<<<<
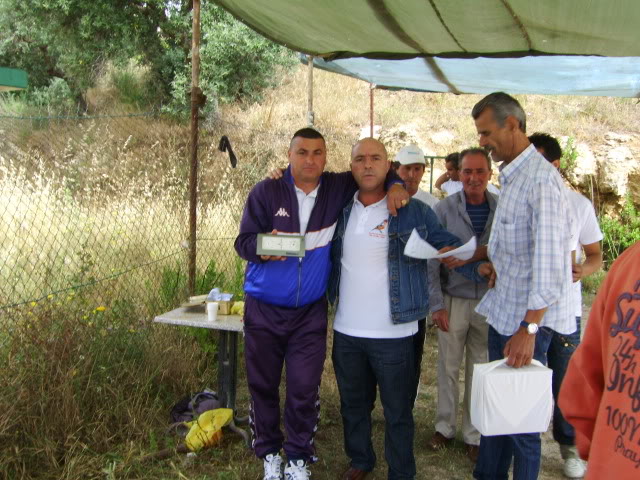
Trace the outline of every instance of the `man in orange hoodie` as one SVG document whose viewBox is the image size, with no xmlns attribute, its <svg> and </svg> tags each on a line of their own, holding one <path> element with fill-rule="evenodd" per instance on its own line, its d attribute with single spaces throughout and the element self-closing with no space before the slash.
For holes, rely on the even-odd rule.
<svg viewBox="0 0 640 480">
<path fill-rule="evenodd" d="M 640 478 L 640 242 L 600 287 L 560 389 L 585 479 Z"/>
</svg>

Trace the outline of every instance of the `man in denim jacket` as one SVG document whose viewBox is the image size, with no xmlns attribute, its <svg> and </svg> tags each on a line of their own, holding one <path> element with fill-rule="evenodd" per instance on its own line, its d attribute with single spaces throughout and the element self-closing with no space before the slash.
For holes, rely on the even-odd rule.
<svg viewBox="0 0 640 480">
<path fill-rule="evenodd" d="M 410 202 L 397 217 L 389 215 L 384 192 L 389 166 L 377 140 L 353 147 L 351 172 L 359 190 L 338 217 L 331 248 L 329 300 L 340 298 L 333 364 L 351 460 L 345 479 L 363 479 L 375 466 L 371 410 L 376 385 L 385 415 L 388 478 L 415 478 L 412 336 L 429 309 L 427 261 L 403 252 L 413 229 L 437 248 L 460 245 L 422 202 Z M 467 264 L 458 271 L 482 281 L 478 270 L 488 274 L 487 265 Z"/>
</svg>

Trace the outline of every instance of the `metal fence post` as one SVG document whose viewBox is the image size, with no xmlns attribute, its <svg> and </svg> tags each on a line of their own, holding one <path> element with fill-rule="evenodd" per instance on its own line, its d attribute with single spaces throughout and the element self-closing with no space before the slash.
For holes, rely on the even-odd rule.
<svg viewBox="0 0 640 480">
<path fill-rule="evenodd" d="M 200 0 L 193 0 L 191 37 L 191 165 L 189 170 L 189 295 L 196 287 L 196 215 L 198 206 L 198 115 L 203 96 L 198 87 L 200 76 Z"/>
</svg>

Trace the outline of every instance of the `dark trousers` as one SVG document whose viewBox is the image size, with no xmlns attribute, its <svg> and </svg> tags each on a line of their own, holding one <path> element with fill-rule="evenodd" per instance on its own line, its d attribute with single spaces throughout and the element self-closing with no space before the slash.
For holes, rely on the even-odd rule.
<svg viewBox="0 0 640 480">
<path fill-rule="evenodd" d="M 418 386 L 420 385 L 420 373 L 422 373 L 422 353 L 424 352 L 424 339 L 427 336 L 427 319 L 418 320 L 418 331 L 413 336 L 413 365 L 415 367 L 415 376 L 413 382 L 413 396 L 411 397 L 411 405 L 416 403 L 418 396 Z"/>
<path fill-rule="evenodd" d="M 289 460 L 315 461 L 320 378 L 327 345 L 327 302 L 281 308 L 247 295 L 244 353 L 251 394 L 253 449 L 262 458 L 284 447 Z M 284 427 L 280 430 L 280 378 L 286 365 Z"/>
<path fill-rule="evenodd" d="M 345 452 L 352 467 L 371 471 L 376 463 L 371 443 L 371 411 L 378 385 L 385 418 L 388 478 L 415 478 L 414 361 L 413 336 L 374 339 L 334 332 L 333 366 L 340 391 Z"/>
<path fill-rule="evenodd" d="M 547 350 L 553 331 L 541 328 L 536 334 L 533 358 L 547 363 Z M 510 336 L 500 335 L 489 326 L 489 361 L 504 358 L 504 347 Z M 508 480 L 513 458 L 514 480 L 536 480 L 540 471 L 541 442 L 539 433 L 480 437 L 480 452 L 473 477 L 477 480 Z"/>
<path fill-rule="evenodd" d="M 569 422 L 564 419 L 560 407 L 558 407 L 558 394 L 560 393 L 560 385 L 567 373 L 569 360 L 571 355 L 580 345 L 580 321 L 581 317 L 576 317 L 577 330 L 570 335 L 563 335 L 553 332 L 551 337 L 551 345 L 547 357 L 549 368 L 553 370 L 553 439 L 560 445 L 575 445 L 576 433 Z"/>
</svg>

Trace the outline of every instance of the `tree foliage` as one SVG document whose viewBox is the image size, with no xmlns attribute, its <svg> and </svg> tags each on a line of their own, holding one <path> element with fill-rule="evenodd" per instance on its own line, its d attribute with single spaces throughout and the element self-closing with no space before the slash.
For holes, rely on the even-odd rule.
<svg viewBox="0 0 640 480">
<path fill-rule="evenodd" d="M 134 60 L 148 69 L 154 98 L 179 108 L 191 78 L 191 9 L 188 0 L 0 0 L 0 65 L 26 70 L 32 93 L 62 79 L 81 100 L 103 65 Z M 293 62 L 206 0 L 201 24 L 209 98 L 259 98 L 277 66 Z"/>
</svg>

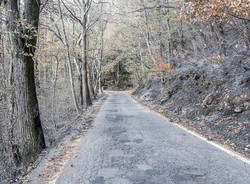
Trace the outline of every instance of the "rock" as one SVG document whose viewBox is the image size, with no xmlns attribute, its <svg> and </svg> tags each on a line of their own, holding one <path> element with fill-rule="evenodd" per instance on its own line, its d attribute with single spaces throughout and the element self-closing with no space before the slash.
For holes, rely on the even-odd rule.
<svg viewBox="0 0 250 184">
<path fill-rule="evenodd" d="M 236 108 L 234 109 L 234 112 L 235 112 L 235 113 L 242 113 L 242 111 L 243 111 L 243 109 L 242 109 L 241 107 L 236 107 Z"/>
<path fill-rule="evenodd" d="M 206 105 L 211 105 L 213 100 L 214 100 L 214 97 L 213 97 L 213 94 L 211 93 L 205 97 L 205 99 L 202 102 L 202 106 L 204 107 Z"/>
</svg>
>>>>
<<<<
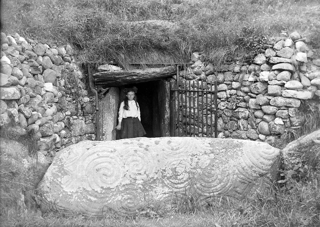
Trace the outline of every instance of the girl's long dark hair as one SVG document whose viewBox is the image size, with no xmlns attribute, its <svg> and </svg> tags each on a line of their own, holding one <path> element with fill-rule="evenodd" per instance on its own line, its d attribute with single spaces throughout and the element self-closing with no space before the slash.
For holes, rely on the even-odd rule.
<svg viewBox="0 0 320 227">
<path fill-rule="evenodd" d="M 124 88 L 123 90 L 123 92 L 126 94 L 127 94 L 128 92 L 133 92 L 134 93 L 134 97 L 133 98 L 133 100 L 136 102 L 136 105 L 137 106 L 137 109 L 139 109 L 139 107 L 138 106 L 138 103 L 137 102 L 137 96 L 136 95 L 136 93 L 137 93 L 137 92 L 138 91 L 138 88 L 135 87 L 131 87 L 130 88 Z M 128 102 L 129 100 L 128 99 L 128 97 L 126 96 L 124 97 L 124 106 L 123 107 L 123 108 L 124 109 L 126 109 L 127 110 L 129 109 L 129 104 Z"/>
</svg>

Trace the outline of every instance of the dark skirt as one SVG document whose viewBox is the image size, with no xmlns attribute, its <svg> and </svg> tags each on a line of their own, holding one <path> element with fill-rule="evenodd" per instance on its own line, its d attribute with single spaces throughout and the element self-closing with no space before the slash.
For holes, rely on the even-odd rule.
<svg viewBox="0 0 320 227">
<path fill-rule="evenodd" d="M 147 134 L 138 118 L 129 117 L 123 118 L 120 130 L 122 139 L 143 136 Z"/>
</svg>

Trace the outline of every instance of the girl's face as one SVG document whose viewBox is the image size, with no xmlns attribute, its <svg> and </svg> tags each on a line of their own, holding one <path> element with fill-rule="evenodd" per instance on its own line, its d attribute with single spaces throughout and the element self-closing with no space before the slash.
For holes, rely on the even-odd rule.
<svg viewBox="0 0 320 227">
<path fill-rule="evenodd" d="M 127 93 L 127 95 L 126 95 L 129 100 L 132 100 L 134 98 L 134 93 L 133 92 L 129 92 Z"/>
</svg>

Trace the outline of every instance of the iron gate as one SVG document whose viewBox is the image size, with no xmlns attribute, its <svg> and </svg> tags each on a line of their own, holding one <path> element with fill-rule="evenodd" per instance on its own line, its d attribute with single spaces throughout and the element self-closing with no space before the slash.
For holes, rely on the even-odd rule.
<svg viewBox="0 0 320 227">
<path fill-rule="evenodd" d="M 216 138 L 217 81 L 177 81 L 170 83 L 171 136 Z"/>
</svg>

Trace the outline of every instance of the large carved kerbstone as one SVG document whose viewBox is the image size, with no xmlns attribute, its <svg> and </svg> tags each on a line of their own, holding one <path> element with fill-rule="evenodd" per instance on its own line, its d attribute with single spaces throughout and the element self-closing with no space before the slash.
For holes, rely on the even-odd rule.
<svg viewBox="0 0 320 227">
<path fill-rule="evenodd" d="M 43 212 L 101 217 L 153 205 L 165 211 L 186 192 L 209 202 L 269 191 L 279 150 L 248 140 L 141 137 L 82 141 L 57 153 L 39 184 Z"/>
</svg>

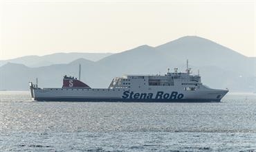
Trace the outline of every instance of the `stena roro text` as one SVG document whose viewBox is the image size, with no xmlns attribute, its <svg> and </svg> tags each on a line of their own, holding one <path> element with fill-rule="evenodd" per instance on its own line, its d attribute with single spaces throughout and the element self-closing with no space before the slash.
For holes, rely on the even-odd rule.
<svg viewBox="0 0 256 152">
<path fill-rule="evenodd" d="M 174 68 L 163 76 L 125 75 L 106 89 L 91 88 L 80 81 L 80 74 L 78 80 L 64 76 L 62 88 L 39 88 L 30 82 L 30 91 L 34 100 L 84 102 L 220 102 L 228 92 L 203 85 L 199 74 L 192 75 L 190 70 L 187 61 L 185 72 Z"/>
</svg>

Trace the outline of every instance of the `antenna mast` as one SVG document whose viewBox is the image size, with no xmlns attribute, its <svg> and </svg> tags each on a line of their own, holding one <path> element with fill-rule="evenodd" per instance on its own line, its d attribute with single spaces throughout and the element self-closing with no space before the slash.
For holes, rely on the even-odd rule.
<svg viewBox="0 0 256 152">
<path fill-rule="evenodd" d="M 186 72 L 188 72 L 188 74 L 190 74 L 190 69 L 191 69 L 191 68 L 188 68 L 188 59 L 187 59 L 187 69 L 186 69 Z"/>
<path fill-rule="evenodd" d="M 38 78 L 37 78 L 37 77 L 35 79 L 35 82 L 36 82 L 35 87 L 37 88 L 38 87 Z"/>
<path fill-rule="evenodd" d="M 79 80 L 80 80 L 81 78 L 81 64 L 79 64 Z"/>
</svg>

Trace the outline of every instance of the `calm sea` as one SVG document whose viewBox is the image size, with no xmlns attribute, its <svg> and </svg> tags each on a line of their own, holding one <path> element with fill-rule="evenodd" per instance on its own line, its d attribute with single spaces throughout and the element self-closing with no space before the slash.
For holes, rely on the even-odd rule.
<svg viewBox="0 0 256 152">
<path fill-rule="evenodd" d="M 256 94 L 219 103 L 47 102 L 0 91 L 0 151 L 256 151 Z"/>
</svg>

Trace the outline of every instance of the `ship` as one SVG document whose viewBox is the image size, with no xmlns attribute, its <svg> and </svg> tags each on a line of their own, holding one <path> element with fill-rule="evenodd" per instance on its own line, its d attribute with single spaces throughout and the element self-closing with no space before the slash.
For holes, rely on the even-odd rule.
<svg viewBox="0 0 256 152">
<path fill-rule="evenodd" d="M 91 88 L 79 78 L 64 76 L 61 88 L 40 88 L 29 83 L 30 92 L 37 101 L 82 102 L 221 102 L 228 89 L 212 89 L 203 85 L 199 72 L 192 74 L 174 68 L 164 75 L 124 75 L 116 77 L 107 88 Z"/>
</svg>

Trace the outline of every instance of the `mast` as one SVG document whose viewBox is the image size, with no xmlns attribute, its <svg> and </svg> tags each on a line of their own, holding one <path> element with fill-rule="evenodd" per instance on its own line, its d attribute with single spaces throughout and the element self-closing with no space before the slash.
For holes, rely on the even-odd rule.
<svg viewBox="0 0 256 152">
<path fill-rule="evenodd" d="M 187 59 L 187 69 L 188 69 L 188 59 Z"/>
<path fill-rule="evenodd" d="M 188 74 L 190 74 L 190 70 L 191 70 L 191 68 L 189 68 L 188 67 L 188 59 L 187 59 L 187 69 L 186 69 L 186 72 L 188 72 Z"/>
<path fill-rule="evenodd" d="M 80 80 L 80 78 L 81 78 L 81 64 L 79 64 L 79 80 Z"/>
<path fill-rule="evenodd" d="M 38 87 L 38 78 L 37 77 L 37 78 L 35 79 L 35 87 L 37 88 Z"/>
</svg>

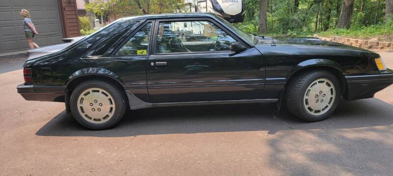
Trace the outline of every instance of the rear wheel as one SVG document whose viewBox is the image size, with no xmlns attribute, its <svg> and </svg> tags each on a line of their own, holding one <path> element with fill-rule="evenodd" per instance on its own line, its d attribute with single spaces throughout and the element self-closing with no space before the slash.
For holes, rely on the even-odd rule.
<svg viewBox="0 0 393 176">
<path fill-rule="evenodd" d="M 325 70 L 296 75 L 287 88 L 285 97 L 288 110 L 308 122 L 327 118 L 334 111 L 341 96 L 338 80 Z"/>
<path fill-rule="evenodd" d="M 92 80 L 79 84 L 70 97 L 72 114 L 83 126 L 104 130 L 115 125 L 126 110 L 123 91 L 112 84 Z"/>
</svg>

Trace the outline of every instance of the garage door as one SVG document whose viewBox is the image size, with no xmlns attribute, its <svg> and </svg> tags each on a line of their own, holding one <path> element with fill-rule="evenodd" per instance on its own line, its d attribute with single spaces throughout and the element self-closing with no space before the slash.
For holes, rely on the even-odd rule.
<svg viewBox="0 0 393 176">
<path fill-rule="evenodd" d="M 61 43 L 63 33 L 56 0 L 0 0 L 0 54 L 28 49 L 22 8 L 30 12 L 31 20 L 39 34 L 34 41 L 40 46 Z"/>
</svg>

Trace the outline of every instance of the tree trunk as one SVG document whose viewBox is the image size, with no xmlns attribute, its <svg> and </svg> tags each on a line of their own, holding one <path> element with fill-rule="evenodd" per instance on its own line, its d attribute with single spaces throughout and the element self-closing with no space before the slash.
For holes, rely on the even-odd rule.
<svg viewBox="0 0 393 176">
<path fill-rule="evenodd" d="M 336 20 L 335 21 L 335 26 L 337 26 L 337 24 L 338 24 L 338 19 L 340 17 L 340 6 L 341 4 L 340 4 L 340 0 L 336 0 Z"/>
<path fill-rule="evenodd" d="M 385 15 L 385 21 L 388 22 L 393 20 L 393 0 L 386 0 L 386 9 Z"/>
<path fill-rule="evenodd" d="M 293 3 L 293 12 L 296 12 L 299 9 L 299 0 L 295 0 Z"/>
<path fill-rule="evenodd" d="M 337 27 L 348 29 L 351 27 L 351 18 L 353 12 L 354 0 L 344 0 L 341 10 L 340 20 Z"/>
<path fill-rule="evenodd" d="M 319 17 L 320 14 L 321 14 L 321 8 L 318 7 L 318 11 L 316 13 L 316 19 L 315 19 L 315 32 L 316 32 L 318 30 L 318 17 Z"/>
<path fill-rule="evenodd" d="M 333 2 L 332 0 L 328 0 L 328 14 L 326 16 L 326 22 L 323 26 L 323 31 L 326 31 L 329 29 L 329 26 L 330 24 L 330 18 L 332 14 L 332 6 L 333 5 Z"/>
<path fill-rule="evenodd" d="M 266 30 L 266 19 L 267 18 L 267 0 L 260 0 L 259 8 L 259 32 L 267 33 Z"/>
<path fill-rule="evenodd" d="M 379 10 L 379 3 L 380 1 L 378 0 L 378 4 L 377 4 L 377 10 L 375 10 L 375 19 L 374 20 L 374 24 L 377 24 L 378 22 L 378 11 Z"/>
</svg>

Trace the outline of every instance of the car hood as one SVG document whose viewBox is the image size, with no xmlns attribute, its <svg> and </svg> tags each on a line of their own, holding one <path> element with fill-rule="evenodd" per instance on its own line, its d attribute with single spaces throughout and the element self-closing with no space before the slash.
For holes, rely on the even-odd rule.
>>>>
<<<<
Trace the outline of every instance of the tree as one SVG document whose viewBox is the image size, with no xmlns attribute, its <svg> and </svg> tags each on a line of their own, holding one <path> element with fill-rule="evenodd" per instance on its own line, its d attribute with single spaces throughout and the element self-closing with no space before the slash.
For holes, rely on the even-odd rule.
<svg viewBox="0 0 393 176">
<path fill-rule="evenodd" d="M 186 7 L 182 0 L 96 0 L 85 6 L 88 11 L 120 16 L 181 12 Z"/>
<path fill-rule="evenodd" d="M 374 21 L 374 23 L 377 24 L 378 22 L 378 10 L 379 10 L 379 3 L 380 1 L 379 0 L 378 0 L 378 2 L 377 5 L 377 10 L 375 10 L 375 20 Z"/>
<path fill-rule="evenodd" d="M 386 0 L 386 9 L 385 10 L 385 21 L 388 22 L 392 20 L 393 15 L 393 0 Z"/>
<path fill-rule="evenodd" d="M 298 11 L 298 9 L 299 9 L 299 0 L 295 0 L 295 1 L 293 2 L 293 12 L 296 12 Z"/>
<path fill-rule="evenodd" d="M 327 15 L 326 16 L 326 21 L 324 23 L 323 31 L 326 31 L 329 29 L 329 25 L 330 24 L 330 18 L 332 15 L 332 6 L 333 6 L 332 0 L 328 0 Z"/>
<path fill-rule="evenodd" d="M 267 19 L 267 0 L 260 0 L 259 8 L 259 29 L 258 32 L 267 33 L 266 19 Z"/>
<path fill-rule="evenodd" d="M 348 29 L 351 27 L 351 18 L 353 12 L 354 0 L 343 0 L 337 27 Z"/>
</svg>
>>>>
Pull out every line of the material above that contains the string "girl". Case counts.

Trace the outline of every instance of the girl's long dark hair as one SVG document whose viewBox is the image size, with no xmlns attribute, its <svg> and </svg> tags each on a line of their own, holding one <path> element with fill-rule="evenodd" per instance on its own line, its d attribute with single spaces throughout and the element self-closing with no space before the slash.
Trace the outline of every instance of the girl's face as one SVG document whose viewBox is the image size, with no xmlns attribute, its <svg> and </svg> tags each on a line of their own, holding one <path> element with fill-rule="evenodd" per instance on its own line, its d attribute with single spaces throughout and the element self-closing with no space before the slash.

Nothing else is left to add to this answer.